• Supplied passage:
--------------------------------------------------
I don’t know what the plan is long term. We’ll just keep doing it for as long as we both are involved with Easton, I suppose. If I went away, George would carry on just fine hosting the podcast. If George went away, I probably wouldn’t continue to do it. He is the driver behind it and really does make an excellent host.
George: I imagine, someday, we will step over some invisible line, and find ourselves being banned everywhere. But hopefully, not today.
I think one of the best- and riskiest parts of the show for its viability- is that both of us are pretty unfiltered. Especially Steve. His honesty and sometimes fearlessly opinionated views are refreshing in a normally pretty reserved sport, and he brings an attitude and perspective that really resonates with listeners.
Even if it occasionally pushes my comfort zones, or goes well over my head with respect to current popular culture. I have a certain visceral revulsion at TikTok videos, for example. Steve is quite adept with social media and that sort of thing. I’m more of a Signal kind of guy.
But, if both hosts always parroted each other’s views, how boring would that be?
Thankfully, Easton management has not once complained or asked us to tone it down. So far.
What is your favourite episode, and why?
Steve: It would be hard to pinpoint a favourite. Many of our guests have provided very good stories or insight. Many of our listeners will focus in one episode and make a comment on it. One that stands out involves the leaf blower.
We were recording in a room overlooking the parking lot at Easton and a person was using a leaf blower. We determined leaf blowers were dumb, as they move the mess from one place to another. I’m not sure we ever returned to the archery discussion after that. Listeners really got behind that episode and had a lot of comments about leaf blowers.
--------------------------------------------------
• Data excerpts:
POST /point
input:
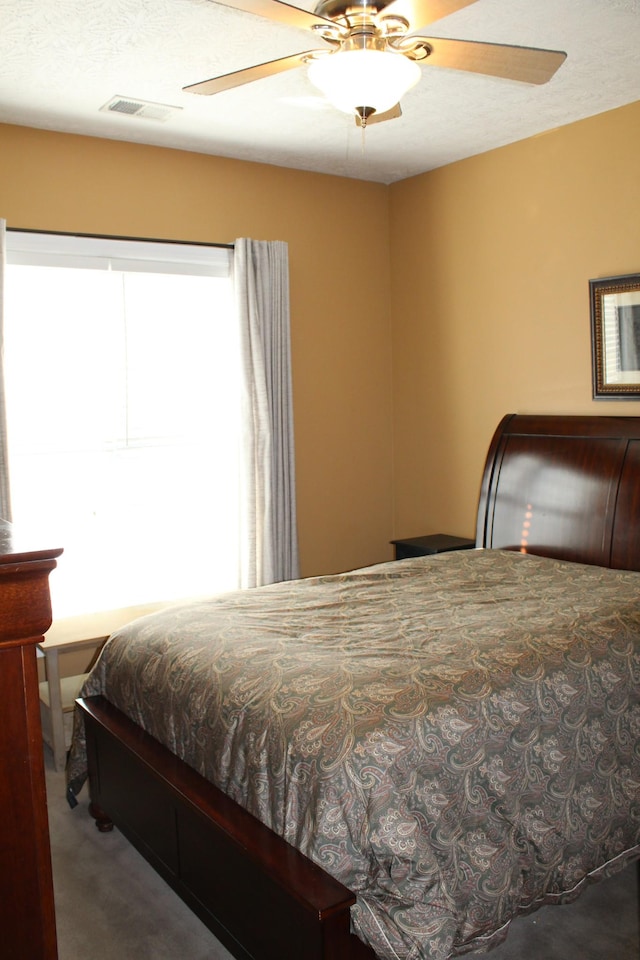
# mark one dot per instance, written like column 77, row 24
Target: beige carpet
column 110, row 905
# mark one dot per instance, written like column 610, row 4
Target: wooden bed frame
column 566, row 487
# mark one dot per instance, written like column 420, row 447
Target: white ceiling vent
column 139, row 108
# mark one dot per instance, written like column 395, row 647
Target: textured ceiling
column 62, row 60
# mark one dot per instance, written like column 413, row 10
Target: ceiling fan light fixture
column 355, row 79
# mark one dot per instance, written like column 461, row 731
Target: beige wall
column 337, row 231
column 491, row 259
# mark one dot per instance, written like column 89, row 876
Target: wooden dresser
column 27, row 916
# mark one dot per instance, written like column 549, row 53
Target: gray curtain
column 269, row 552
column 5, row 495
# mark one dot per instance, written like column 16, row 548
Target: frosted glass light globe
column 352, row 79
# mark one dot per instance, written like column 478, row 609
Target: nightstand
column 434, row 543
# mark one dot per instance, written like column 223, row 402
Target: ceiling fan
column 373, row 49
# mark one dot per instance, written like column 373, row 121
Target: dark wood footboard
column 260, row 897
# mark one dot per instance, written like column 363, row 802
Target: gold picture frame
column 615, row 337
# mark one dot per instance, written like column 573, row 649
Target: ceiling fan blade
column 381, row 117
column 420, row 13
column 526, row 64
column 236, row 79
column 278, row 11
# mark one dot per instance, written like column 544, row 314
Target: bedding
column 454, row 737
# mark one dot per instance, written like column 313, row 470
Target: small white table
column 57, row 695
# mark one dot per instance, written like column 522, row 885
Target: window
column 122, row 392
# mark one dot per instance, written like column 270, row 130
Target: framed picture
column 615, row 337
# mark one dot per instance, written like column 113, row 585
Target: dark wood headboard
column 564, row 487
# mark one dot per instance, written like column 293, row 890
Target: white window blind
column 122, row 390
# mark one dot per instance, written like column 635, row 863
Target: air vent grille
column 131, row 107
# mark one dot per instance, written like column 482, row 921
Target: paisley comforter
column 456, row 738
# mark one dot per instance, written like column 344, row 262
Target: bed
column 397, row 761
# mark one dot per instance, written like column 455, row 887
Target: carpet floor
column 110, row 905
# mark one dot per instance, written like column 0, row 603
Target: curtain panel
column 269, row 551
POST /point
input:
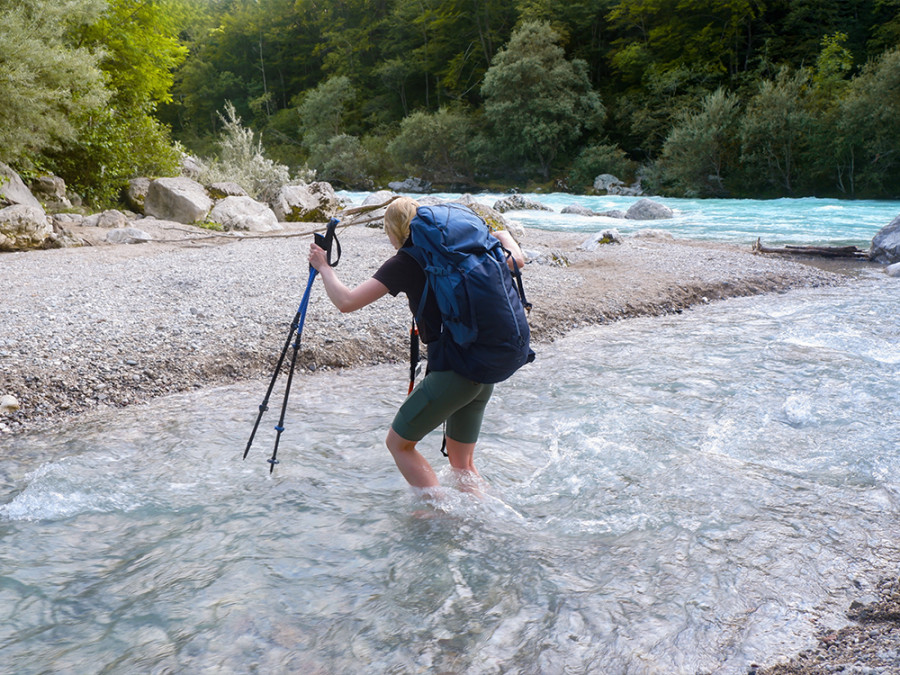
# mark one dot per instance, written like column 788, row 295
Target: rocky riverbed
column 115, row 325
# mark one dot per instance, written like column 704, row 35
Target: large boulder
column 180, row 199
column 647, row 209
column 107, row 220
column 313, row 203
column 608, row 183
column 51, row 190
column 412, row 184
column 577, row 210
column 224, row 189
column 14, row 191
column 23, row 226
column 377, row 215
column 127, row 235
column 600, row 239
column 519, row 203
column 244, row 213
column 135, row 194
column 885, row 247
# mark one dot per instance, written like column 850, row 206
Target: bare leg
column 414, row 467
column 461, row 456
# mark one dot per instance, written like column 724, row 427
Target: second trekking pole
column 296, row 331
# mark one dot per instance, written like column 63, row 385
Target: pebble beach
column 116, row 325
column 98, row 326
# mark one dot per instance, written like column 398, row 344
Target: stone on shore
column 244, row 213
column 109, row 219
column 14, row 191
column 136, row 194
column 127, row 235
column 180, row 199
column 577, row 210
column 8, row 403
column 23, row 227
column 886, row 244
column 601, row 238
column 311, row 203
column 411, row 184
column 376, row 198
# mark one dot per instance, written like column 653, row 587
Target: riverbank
--------------------------------------------------
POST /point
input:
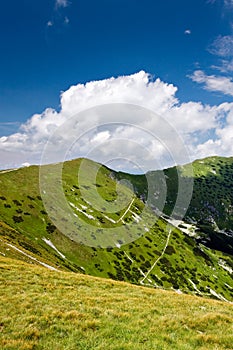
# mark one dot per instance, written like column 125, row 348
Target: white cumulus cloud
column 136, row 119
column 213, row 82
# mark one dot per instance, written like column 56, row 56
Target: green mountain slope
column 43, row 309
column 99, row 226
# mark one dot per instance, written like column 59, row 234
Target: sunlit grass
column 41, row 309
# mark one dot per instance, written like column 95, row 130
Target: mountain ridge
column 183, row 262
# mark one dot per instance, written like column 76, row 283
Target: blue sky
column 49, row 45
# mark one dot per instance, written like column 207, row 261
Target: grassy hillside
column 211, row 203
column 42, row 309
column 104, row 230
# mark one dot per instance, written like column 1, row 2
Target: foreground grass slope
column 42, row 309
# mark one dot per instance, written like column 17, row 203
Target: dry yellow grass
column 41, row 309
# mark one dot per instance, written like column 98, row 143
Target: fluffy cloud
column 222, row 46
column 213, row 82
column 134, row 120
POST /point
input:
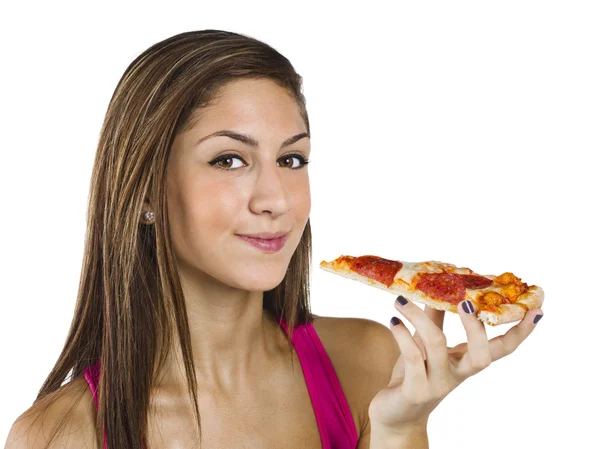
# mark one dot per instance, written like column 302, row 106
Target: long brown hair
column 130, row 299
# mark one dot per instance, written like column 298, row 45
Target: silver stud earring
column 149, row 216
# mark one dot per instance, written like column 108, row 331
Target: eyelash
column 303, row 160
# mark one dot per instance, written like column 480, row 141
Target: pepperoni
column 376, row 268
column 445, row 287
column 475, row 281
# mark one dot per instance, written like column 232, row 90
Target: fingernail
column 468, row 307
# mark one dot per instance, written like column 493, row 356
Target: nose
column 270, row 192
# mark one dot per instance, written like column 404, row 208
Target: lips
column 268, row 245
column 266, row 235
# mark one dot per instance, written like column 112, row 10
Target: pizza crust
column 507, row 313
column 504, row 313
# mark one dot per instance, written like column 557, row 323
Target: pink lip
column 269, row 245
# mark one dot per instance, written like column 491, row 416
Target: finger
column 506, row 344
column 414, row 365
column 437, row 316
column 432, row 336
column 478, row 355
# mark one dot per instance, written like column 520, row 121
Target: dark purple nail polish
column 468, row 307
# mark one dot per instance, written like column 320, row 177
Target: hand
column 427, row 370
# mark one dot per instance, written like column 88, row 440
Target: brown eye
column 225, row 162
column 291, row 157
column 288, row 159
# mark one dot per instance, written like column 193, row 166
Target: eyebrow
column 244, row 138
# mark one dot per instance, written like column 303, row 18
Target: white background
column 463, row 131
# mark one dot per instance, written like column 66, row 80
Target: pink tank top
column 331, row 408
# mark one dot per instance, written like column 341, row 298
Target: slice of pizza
--------------------------------------------------
• Assignment 1: Set down the part of the podcast interview starting at "Even if it occasionally" and ending at "episode, and why?", word for word.
• Assignment 2:
Answer these from the podcast interview above, please:
(a) If the first speaker went away, who would carry on hosting the podcast?
(b) What does George say he has a visceral revulsion at?
(c) What was a person using in the parking lot while they were recording?
• Assignment 3: Continue the podcast interview from where it stops.

• Expected output 1:
Even if it occasionally pushes my comfort zones, or goes well over my head with respect to current popular culture. I have a certain visceral revulsion at TikTok videos, for example. Steve is quite adept with social media and that sort of thing. I’m more of a Signal kind of guy.
But, if both hosts always parroted each other’s views, how boring would that be?
Thankfully, Easton management has not once complained or asked us to tone it down. So far.
What is your favourite episode, and why?

• Expected output 2:
(a) George.
(b) TikTok videos.
(c) A leaf blower.

• Expected output 3:
George: My favorite episodes include the ones where we have been able to speak with legends of the sport, people like Terry Ragsdale, John Williams, Jay Barrs, Dick Tone, Justin Huish, and other luminaries of the sport who have shared insight into their careers and the human side of their athletic accomplishments.
I also tend to enjoy the ones when Steve is particularly vocal about something he doesn’t like. Like target quivers. That one was huge on social media for a while.
What plans are in the works?
Steve: The beauty of the show is that we have barely scratched the surface on potential guests. Many guests can and should make repeat appearances, as they provide information updates on the happenings in the sport.
We still have a rather long list of people who could join us on the show to share their archery story and give the listeners another perspective of the sport. I think some of the best guests are people who are heavily involved in archery, but operate more behind the scenes or come to our sport from other arenas and can draw parallels to our game.
George: As a bit of an archery history enthusiast, I wish it could be possible to hear from some of the legends of the sport who are gone now.
Find out from Doreen Wilbur just how a 44-year old housewife from Kansas found herself on the top step of the podium at the 1972 Olympic Games. Ask Ann Hoyt how she became arguably the most powerful and influential woman in the sport. Ask Doug Easton what it was like making those first aluminum arrows.
But having learned from the fact that those people aren’t around anymore to talk with, I am grateful there is a long list of people around today that we can talk with. I am trying to figure out how to get a translator to do a real-time discussion with Oh Jin Hyek, for example, because personally I think that would be a great episode. And, I think Olympic Champion An San would be another interesting person to speak with.
It’s a long list, and sometimes I feel we are just getting started.
Over 165 episodes of the Easton Target Archery Podcast are available online. The easiest way to listen on a computer is by going to www.eastonarchery.com/podcast and choosing one.
However, podcasts are available on many kinds of digital media sources. Most smartphones will have an app dedicated to podcasts, which will notify you when new ones are available. They are also available through audio platforms such as Spotify and Apple Music, and even through smart TV’s.